What you are asked to do: Copy every entry word for word, but skip the pictures.
##### Data records
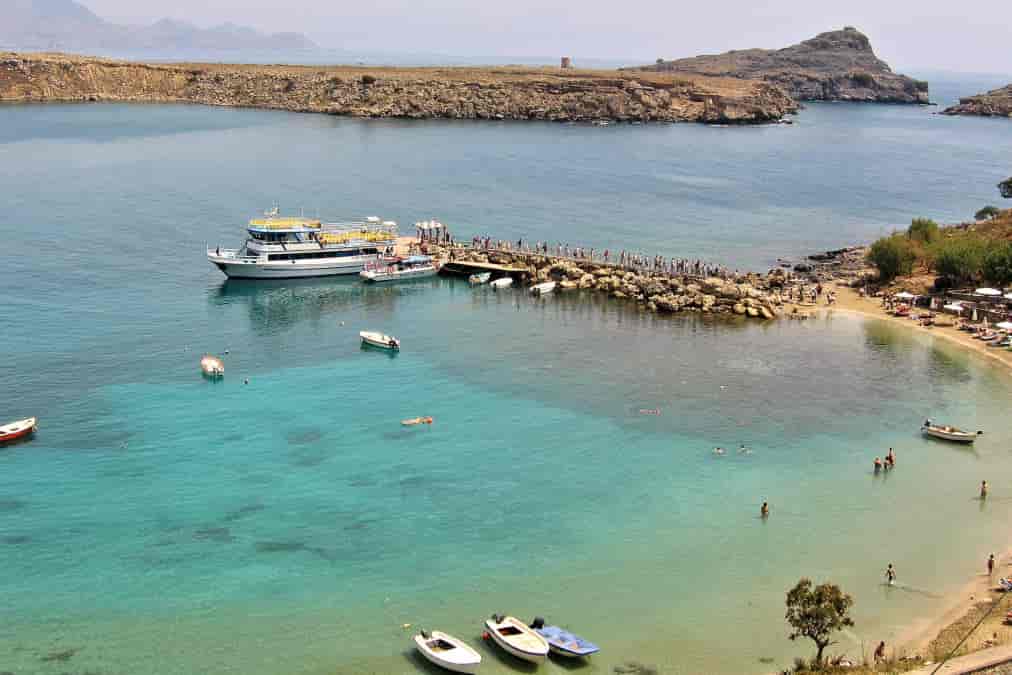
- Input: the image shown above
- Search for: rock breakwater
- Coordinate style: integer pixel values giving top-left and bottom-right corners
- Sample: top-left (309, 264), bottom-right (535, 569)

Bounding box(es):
top-left (447, 249), bottom-right (790, 320)
top-left (0, 53), bottom-right (796, 123)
##########
Full solution:
- Input: the image shown above
- Search for: rock breakwater
- Coordinate style: integer pixel values giving top-left and bottom-right corners
- Sample: top-left (309, 264), bottom-right (535, 569)

Bounding box(es):
top-left (447, 249), bottom-right (790, 320)
top-left (0, 53), bottom-right (796, 123)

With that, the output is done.